Only the number is wanted: how many lines below contain "object"?

• [DATA FOR ANALYSIS]
━━━━━━━━━━━━━━━━━━━━

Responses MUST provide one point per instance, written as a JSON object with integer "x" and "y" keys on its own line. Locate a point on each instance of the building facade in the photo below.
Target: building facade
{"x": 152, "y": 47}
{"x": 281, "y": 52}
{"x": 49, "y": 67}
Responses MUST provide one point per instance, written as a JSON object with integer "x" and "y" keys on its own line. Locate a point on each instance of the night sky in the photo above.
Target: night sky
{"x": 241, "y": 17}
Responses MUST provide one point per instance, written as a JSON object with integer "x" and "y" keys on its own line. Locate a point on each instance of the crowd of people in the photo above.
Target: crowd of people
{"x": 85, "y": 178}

━━━━━━━━━━━━━━━━━━━━

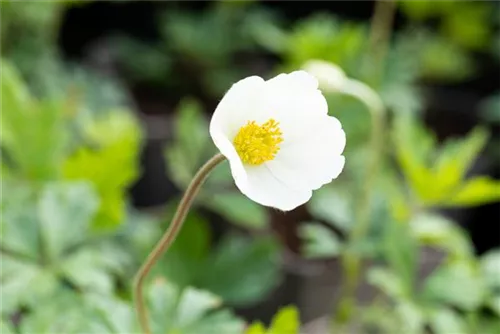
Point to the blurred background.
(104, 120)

━━━━━━━━━━━━━━━━━━━━

• [WORKED SOLUTION]
3